Exercise directions
Word for word, print all of the lines below.

Saved entries:
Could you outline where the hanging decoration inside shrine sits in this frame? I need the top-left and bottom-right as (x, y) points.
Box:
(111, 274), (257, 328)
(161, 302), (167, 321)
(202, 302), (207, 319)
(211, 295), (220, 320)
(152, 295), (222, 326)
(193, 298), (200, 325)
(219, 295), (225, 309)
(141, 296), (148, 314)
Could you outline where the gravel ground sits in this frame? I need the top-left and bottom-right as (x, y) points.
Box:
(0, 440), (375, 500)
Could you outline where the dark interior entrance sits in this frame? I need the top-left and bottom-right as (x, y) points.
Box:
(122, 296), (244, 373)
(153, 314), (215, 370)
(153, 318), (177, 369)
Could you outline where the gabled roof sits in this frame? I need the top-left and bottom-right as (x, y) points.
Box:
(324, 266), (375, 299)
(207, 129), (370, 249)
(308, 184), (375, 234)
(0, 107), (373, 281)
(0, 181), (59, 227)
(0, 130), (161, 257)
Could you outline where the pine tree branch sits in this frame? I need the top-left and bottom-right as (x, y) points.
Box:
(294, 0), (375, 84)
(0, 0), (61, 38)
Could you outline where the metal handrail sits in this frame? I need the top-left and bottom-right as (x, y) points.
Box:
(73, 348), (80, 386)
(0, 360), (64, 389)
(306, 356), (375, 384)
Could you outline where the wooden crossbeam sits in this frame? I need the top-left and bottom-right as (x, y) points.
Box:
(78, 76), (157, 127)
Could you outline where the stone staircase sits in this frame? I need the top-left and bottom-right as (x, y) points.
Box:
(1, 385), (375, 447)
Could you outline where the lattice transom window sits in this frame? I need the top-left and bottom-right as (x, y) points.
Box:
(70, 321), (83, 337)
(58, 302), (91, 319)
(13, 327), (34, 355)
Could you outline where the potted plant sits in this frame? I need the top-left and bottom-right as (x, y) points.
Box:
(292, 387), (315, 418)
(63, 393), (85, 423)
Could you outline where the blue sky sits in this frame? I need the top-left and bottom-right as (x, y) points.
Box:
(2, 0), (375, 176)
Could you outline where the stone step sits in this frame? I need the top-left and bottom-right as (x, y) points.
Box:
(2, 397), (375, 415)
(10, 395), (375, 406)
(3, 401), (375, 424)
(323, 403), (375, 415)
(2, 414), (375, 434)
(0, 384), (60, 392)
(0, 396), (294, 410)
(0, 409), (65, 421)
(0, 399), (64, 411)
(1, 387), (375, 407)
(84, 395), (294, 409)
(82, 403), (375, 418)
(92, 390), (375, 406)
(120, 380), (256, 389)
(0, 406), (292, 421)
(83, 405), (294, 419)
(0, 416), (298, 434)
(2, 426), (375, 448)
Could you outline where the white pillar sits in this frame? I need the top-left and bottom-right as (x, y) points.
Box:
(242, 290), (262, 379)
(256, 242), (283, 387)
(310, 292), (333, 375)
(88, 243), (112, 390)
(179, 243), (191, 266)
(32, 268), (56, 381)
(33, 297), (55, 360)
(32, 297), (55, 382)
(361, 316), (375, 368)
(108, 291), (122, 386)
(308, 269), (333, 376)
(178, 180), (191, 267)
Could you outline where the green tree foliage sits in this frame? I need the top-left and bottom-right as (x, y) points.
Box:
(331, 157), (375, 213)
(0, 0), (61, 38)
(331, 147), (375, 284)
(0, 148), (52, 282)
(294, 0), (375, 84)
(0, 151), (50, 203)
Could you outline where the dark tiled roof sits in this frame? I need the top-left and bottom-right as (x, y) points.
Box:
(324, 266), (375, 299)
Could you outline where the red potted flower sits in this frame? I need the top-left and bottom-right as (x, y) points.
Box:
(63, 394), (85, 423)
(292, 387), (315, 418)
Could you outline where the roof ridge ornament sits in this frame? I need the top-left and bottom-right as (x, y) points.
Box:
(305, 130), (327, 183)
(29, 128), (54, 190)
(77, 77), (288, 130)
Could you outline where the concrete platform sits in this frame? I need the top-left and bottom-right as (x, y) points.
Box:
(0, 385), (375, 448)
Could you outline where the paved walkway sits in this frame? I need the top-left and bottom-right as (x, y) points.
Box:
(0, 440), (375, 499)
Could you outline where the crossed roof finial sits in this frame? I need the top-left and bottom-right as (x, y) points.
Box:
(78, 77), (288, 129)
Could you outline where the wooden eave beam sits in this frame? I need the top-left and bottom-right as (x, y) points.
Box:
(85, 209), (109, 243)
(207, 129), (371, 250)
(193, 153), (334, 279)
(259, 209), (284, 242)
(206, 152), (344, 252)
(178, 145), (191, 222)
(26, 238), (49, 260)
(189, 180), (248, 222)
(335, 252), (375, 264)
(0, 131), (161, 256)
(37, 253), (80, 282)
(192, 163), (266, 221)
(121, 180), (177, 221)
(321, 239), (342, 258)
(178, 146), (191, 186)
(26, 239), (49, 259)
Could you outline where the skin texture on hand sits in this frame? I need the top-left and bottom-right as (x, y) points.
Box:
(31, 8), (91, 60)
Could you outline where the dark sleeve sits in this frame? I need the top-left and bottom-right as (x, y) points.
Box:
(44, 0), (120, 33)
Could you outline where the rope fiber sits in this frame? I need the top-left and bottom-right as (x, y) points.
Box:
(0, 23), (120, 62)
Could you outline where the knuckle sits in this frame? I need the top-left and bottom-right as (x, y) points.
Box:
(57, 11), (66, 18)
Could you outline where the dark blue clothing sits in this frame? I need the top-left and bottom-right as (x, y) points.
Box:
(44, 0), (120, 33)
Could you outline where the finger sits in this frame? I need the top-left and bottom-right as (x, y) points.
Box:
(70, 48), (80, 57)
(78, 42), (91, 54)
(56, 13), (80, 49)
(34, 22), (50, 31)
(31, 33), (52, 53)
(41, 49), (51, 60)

Output of the exercise
Could you outline where the hanging decoration inside shrine sits in this frame? I need the top-left and bottom-right as (x, y) points.
Box:
(111, 274), (257, 328)
(161, 302), (167, 321)
(202, 302), (207, 319)
(211, 295), (220, 320)
(152, 295), (222, 326)
(193, 298), (200, 325)
(219, 295), (225, 309)
(141, 296), (148, 314)
Could you outline where the gravel ground sits in this frame? I need the top-left and bottom-right as (x, y) points.
Box:
(0, 440), (375, 500)
Could you outline where the dark interior entrance sits in this frame? I need the top-left and bottom-right as (x, y) points.
Box:
(122, 296), (244, 373)
(153, 314), (215, 370)
(153, 318), (177, 369)
Could you outline where the gabled roof sits in this frame? I need the top-left and bottom-right as (x, y) points.
Box:
(324, 266), (375, 299)
(207, 129), (370, 249)
(308, 184), (375, 234)
(0, 107), (373, 281)
(0, 181), (59, 227)
(0, 130), (161, 257)
Could you outline where the pine tree branch sits in this frame? I need the top-left and bottom-right as (x, y) points.
Box:
(294, 0), (375, 84)
(0, 0), (61, 38)
Could you outline where the metal handrail sits in this frame? I need the top-left and bottom-right as (x, y) points.
Box:
(73, 348), (80, 386)
(0, 360), (64, 389)
(306, 356), (375, 384)
Could you outline where the wooden crossbeam sits in this frame? I need the top-left and bottom-right as (x, y) points.
Box:
(78, 76), (157, 127)
Could you outline where the stone staircase sits in this frame? I need the top-left and bottom-right as (x, y) points.
Box:
(1, 385), (375, 447)
Could you outline where the lattice transom window sits in this frame? I need the top-left and bottom-right as (x, y) points.
Box:
(70, 321), (83, 337)
(58, 302), (91, 319)
(13, 327), (34, 355)
Could you outline where the potted plant sits in this frame? I need the top-left and bottom-right as (x, y) points.
Box:
(292, 387), (315, 418)
(63, 393), (85, 423)
Could you outline where the blue sky sits in this frame? I need the top-left and bottom-right as (x, y) points.
Box:
(2, 0), (375, 176)
Could you outline where the stone step sits in this frame? I need the top-left and bottom-right as (x, y) points.
Box:
(2, 397), (375, 415)
(10, 395), (375, 406)
(3, 401), (375, 424)
(323, 403), (375, 415)
(2, 414), (375, 434)
(0, 384), (60, 392)
(0, 396), (294, 410)
(0, 409), (65, 421)
(0, 399), (64, 411)
(1, 387), (375, 407)
(84, 395), (294, 409)
(82, 403), (375, 418)
(92, 390), (375, 406)
(120, 380), (256, 389)
(0, 406), (292, 421)
(83, 405), (294, 419)
(0, 416), (298, 434)
(2, 426), (375, 448)
Could you outline where the white pillar sits in this frame? I need the top-left and bottom-right as (x, y) points.
Box:
(242, 290), (262, 379)
(256, 242), (283, 387)
(310, 292), (333, 375)
(88, 243), (112, 390)
(179, 243), (191, 266)
(32, 268), (56, 381)
(33, 297), (55, 360)
(32, 297), (55, 382)
(361, 316), (375, 368)
(108, 291), (122, 386)
(308, 269), (333, 376)
(178, 180), (191, 267)
Could you outline where the green tree foliage sits in this frame? I need the top-left and bottom-right as (x, y) points.
Box:
(331, 157), (375, 213)
(0, 0), (61, 38)
(331, 147), (375, 284)
(0, 148), (52, 282)
(294, 0), (375, 84)
(0, 151), (50, 203)
Could you outline where the dark tiled roof sits in this frame? I need the top-left and bottom-right as (x, y) points.
Box:
(324, 266), (375, 299)
Could you outline where the red potted flower sits in this frame? I need the top-left and bottom-right as (x, y) points.
Box:
(63, 394), (85, 423)
(292, 387), (315, 418)
Could you outline where the roof ridge ornament sits in this frame? I need the top-left and bottom-right as (x, y) points.
Box:
(305, 130), (327, 183)
(29, 128), (54, 190)
(77, 77), (288, 130)
Could you outline where the concrete platform sits in this frame? I need the top-left and bottom-right as (x, y) points.
Box:
(0, 385), (375, 448)
Could you outline where the paved walkway sits in this frame? I need the top-left and bottom-right as (x, y) points.
Box:
(0, 440), (375, 499)
Could you outline where the crossed roof finial sits in this frame? I need the top-left and bottom-right as (x, y) points.
Box:
(78, 77), (288, 129)
Could you outline where the wooden eave beam sits in this frame? I need the top-left and bottom-right as (x, y) points.
Box:
(85, 209), (109, 243)
(207, 129), (371, 250)
(193, 153), (334, 279)
(259, 209), (284, 242)
(206, 152), (344, 252)
(178, 145), (191, 222)
(26, 238), (49, 260)
(189, 180), (248, 222)
(335, 252), (375, 264)
(0, 131), (161, 256)
(37, 253), (80, 282)
(192, 163), (266, 221)
(121, 180), (177, 221)
(321, 239), (342, 258)
(178, 146), (191, 186)
(26, 239), (49, 259)
Could you outline where the skin texture on hand sits in this frame? I need the top-left and bottom-right as (x, y) points.
Box:
(31, 8), (91, 60)
Could you outline where the dark sleeve sits in this frame? I need the top-left and bottom-right as (x, y) points.
Box:
(44, 0), (120, 33)
Could you outline where the rope fiber sits in this frame? I need the top-left and bottom-right as (x, y) points.
Box:
(0, 23), (120, 62)
Could you outline where the knuckle sits in this frame? I need the top-left and bottom-right as (x, y) points.
Box:
(57, 11), (66, 18)
Could you outline where the dark blue clothing sits in this frame? I need the top-left and bottom-right as (x, y) points.
Box:
(44, 0), (120, 33)
Could you outline where the finger sits in this frame? I need the top-left and bottom-right as (x, y) points.
Box:
(70, 48), (80, 57)
(78, 42), (91, 54)
(56, 13), (80, 49)
(34, 22), (50, 31)
(31, 33), (52, 53)
(41, 49), (51, 60)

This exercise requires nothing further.